### O que fazer
Retoma o texto sobre os 20 anos do massacre de Srebrenica e continua-o a partir da última frase apresentada.

### Texto de origem
Srebrenica: 20 anos depois. Das comemorações às interpretações

A homenagem às vítimas de Srebrenica, o pleno respeito da sua memória impõe que não se atenue a condenação do que remete certamente para crimes de guerra e contra a humanidade, mas requer também que se lhe dê um sentido político. 

Por Catherine Samary

Memorial ao massacre de Srebrenica – Foto wikipedia
Toda a gesticulação diplomática que rodeia a comemoração do massacre de Srebrenica (esteja-se a favor ou contra a resolução proposta por Londres qualificando o massacre de genocídio), ignora a pergunta essencial: quais foram as causas e quem foram os responsáveis por estes crimes, no espaço e no terreno em que os conflitos se desenvolveram e no plano internacional em que foram “arranjados”? A homenagem às vítimas de Srebrenica, o pleno respeito da sua memória impõe que não se atenue a condenação do que remete certamente para crimes de guerra e contra a humanidade, mas requer também que se lhe dê um sentido político.
Nos dias 11-13 de julho de 1995, 8.000 jovens e homens muçulmanos bósnios foram separados das mulheres e dos filhos, depois assassinados e deitados em valas comuns. Esta realidade não é posta em questão nem em Moscou nem em Belgrado, cujos dirigentes estarão presentes nas comemorações. Estes crimes foram condenados pelo parlamento sérvio e, segundo uma recente sondagem, por 54% das pessoas inquiridas na Sérvia - ainda que 70% se neguem, tal como os seus dirigentes, a aceitar o qualificativo de genocídio. Uma tal rejeição é sem dúvida ainda mais radical no seio da República Srpska - a entidade sérvia da Bósnia onde se deu o massacre: aí é ainda provável que o dirigente político Radovan Karadzic assim como o comandante das forças armadas bósnio-sérvias, o general Ratko Mladic, que esperam em Haia o veredito da acusação de genocídio, continuem a ser ainda considerados como “heróis” - combatentes contra homens e jovens muçulmanos tratados como criminosos sanguinários.
Estaremos pois neste 11 de julho de 2015, bem longe de uma “verdade” comum e de uma clara denúncia das responsabilidades. Mas, que responsabilidades? contrariamente ao que dizem os comentários dominantes, não é o termo genocídio o teste de um real esclarecimento “dos factos”, sem omissão e a uma escala que permita a sua plena interpretação. O uso da “palavra” (genocídio) corre o risco neste caso de ocultar um sombrio bosque com dois componentes - o do desmembramento da antiga Jugoslávia em bases “étnicas” para apropriação dos seus territórios e propriedades, e o da realpolitik internacional na profundidade da assinatura dos acordos de Dayton, algumas semanas após o massacre de Srebrenica. Trata-se de estabelecer os laços evidentes entre este massacre e o conjunto das “condições” que permitiram à diplomacia norte-americana fazer assinar, algumas semanas mais tarde os acordos de Dayton proclamando uma Bósnia-Herzegovina “una” - e profundamente ferida e dividida -, “soberana” - e de facto sob protetorado internacional1.

### Dados fornecidos
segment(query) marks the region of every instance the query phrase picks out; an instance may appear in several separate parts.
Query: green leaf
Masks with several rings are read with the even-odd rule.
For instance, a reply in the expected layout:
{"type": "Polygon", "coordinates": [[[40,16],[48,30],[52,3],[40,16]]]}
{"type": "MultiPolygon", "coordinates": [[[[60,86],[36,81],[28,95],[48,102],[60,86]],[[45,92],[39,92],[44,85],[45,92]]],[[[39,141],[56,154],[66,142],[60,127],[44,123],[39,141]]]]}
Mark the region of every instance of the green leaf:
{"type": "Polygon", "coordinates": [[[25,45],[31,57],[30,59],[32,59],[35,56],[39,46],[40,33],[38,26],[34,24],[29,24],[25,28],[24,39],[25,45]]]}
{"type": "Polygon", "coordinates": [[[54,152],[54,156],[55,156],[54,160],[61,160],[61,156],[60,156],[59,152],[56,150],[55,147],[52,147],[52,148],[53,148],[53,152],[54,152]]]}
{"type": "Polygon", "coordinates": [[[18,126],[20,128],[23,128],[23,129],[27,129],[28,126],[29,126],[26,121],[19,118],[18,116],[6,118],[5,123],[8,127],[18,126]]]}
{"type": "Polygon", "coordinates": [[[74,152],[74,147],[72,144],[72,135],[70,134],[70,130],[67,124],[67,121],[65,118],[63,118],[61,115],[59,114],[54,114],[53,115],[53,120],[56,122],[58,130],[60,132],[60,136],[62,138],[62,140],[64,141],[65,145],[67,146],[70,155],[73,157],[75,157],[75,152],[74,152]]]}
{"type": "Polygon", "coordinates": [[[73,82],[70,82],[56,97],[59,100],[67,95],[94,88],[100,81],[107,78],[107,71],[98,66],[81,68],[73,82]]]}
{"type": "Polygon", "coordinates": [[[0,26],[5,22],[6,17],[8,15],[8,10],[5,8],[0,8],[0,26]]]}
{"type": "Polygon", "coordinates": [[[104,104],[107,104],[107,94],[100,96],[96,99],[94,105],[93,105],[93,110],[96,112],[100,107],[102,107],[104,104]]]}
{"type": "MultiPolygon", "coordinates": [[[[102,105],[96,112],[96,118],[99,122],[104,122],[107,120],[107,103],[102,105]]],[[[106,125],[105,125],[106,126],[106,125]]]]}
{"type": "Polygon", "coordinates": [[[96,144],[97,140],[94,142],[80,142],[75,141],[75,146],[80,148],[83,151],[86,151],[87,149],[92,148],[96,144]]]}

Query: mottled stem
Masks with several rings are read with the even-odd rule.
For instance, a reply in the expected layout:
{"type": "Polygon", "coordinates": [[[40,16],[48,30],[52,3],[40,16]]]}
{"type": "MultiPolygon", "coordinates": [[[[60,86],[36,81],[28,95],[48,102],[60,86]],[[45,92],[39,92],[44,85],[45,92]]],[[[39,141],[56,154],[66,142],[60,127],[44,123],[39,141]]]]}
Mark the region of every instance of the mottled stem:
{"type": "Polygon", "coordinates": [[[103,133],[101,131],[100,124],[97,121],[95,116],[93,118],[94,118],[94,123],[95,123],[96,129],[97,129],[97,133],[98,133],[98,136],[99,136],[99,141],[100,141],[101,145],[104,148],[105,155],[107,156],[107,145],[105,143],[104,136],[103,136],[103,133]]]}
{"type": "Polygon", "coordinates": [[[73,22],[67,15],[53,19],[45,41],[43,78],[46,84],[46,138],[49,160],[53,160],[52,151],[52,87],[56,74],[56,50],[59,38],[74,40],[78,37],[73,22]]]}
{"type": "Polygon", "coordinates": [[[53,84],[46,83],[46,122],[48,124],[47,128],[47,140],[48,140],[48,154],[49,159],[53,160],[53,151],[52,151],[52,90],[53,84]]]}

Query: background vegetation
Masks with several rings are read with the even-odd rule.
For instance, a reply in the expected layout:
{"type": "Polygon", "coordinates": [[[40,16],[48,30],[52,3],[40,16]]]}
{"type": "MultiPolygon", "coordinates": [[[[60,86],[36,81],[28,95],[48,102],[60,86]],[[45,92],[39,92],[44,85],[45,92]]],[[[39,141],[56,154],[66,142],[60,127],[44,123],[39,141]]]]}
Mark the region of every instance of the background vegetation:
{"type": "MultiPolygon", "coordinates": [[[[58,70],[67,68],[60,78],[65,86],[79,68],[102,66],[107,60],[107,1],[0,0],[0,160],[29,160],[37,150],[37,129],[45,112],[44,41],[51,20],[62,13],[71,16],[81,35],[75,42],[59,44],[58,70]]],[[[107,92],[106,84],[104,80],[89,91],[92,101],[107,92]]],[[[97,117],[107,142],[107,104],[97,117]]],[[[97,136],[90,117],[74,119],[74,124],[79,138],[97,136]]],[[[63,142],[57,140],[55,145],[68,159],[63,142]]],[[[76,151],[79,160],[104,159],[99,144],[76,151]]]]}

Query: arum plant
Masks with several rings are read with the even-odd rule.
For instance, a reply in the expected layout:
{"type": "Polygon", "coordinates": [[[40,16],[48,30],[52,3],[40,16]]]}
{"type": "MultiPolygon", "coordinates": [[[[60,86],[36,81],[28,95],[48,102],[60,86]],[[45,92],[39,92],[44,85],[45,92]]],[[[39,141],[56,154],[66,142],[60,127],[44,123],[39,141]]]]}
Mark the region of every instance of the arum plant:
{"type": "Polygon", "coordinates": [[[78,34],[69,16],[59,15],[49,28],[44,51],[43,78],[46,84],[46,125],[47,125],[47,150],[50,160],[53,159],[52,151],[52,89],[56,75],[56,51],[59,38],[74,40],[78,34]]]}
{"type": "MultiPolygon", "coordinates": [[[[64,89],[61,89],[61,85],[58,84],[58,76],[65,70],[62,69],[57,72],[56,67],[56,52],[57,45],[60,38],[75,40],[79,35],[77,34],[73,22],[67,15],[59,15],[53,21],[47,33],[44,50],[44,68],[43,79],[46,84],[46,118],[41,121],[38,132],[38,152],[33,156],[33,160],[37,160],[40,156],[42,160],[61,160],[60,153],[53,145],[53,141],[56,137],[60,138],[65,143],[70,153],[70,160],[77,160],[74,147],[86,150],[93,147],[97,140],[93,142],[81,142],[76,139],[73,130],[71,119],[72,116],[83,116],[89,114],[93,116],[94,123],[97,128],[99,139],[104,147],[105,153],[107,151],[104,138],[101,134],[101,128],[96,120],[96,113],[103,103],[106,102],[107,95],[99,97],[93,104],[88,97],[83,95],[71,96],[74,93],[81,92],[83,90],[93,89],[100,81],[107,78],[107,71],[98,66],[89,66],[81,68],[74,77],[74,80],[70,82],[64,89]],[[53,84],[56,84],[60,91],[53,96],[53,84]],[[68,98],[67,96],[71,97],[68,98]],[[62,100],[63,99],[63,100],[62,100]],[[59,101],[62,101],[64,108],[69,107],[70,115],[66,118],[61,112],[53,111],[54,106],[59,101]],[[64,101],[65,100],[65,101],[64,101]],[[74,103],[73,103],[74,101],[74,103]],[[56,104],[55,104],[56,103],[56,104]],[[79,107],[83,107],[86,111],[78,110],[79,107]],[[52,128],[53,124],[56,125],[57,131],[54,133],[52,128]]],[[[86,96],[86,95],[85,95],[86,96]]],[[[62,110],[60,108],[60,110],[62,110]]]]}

### Resultado
Que “verdade”?
O Reino Unido apresentando na ONU uma resolução ardentemente apoiada pelos Estados Unidos (artífices dos acordos de Dayton) pretende, retomando o termo utilizado pelo Tribunal Penal Internacional para a ex-Jugoslávia (TPIY) para qualificar o massacre de Srebrenica, aparecer como garante da verdade. Mas está longe de se ter demonstrado que o TPIY - tributário do financiamento e das pressões políticas das grandes potências que o puseram de pé ad hoc - tenha podido ele próprio exercer algum tipo de poder de “verdade” sobre as responsabilidades internacionais de um drama assim; também não permitiu analisar como se integra nas guerras de “limpeza étnica” que assolaram a Bósnia-Herzegovina durante três anos, provocando cerca de 100.000 mortos (dos quais 70% muçulmanos, quando não são mais que 43% do conjunto da população) e várias centenas de milhares de refugiados e deslocados2.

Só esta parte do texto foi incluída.